When a man comes to Christ and starts to obey Him, it’s not long before he knuckles down to productive and fruitful labour. His cocaine bills also go down. Such a person is no longer sinning his money away and so begins to live within his means.

As a result, he is also likely to become more prosperous, which is a blessing – but a blessing that comes with the risk of forgetting why he prospered.

You crown the year with Your goodness, and Your paths drip with abundance. (Psalm 65:11)

This kind of turn-around in a man’s life can be considered a fruit of sanctification. His new prosperity is truly God’s blessing, but like all blessings, this prosperity always brings with it a certain kind of temptation.

Cotton Mather once commented that “The faithfulness of the people begat prosperity, but then the daughter ate the mother.”

Put another way, whenever Jeshurun waxes fat, he kicks.

But Jeshurun grew fat and kicked… becoming fat, bloated, and gorged. He abandoned the God who made him and scorned the Rock of his salvation (Deuteronomy 32:15)

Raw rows

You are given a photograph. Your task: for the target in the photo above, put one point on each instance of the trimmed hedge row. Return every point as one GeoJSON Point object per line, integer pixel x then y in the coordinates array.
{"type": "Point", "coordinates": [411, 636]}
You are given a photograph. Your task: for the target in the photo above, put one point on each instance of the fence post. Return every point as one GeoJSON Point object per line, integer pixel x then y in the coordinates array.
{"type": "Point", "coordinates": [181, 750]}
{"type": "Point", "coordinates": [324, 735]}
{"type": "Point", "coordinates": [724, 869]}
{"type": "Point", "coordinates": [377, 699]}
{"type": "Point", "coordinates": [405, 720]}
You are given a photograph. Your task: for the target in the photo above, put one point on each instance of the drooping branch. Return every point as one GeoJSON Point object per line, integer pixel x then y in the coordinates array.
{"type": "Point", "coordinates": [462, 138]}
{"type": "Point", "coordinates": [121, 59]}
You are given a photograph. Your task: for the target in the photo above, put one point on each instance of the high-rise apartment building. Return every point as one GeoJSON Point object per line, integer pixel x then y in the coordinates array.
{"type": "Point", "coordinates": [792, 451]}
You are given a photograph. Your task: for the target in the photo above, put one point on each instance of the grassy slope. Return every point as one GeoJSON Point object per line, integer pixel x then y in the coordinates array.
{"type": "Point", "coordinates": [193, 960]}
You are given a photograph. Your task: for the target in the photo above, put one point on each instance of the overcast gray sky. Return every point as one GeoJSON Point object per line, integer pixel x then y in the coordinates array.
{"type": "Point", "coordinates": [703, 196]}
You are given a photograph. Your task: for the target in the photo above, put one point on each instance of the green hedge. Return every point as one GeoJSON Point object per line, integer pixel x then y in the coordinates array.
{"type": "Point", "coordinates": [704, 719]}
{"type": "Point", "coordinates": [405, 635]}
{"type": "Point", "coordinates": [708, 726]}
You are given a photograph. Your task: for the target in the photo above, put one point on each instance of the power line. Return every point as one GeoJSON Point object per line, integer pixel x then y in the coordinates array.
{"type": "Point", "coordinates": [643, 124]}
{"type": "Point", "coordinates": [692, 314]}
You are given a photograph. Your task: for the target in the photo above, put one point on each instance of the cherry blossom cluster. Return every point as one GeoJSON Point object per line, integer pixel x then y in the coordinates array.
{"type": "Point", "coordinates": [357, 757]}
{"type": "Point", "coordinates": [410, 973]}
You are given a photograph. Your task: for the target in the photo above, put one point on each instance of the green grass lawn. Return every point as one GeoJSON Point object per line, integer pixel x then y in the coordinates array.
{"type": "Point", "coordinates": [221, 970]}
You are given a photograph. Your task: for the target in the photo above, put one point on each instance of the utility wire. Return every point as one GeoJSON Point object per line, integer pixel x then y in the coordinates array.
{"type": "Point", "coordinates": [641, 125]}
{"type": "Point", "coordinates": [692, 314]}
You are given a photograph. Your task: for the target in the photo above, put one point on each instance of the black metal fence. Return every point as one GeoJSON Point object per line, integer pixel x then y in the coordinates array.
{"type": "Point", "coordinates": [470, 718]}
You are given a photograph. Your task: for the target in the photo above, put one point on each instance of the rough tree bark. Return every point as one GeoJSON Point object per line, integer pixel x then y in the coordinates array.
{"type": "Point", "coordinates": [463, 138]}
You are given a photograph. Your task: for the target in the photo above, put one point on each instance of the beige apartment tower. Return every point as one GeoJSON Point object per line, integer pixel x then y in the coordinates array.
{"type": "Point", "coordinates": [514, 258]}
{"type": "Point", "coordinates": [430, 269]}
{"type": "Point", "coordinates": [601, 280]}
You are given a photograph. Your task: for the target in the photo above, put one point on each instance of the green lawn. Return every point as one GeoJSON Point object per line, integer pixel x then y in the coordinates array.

### Problems to work on
[1] According to the passage about prosperity, why does a man who comes to Christ begin to live within his means? Answer in one to three sentences.
[2] Proceed with the passage about prosperity from the point where it ends.
The rows play no part in the work on the passage about prosperity.

### Task-by-task results
[1] He begins to live within his means because he is no longer sinning his money away. After coming to Christ and obeying Him, he settles into productive and fruitful labor, and his cocaine bills go down.

[2]
The results of forgetting where your blessings come from, like the word-picture above, are never pretty.

One of our central temptations, according to scripture, is to forget the God who gave the goods and develop an undue fondness for the goods (Deuteronomy 8:17-18).

The biblical remedy always goes to the heart of the matter, which, not surprisingly, is the heart. For example, Paul tells Timothy how we should instruct those who are rich in this present world.

As for the rich in this present age, charge them not to be haughty, nor to set their hopes on the uncertainty of riches, but on God, who richly provides us with everything to enjoy. They are to do good, to be rich in good works, to be generous and ready to share, thus storing up treasure for themselves as a good foundation for the future, so that they may take hold of that which is truly life. (1 Timothy 6:17-19)

The first thought here is that we ought not to be haughty or proud of our wealth. Don’t boast or brag about it. That’s ugly. Don’t imagine yourself more spiritual, closer to God or more worthy either. That is also ugly.

Secondly, we are told not to set our hopes on riches, which are as unstable as a house made of Visa cards. That is to say, pretty unstable. Who wants to worship a god subject to interest rates?

The third thought here is to acknowledge that God gives to us so that we might enjoy His gifts. The writer of Ecclesiastes notes that this can only happen by the grace of God.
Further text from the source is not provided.